• DE OPDRACHT: Haal uit de onderstaande lijst alle regels die de tekenreeks "support" bevatten.

• AANGELEVERDE GEGEVENS:
::::::
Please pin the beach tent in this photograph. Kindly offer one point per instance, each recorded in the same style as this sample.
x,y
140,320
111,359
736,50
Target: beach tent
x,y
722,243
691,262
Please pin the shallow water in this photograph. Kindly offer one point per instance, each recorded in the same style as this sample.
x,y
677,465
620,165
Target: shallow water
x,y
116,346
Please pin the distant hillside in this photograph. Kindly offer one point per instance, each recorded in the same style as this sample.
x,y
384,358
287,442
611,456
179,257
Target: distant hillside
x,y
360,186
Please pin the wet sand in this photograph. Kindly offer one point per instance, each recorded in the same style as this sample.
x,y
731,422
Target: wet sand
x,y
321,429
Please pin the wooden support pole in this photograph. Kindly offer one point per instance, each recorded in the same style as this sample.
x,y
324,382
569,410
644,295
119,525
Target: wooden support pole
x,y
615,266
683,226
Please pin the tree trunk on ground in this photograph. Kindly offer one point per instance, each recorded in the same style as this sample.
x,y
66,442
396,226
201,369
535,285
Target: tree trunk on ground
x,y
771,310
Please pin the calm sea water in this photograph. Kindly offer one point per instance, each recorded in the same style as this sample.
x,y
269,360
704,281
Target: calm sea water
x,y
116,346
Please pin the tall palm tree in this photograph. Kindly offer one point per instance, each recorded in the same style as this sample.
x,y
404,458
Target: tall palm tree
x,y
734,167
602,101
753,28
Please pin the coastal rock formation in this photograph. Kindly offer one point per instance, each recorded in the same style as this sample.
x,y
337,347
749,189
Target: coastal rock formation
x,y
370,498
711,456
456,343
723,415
::::::
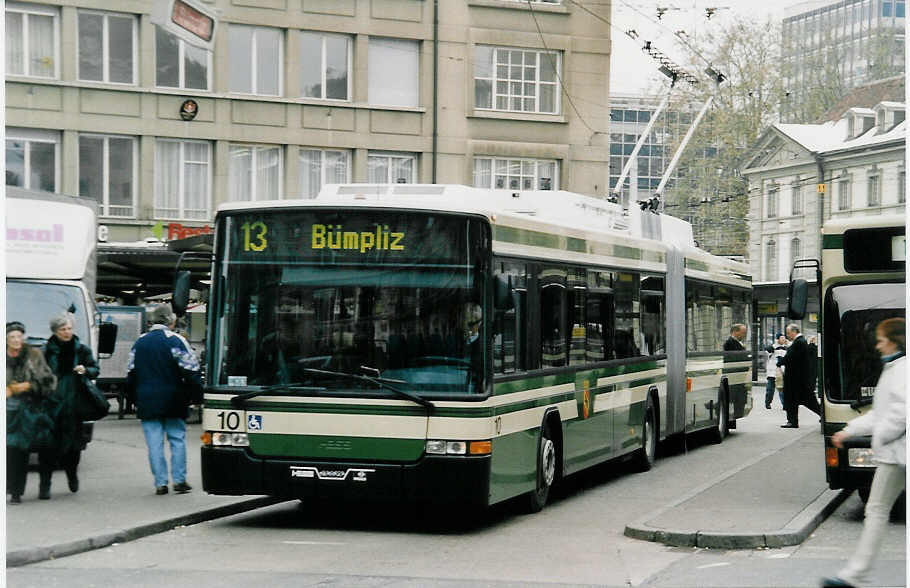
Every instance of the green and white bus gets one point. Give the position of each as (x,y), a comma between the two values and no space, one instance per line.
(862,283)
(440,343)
::::::
• UITWERKING OPDRACHT:
Please pin the wooden support pole in this photograph. Kindly offer one point per instance, each recorded in the same style as this sample.
Target: wooden support pole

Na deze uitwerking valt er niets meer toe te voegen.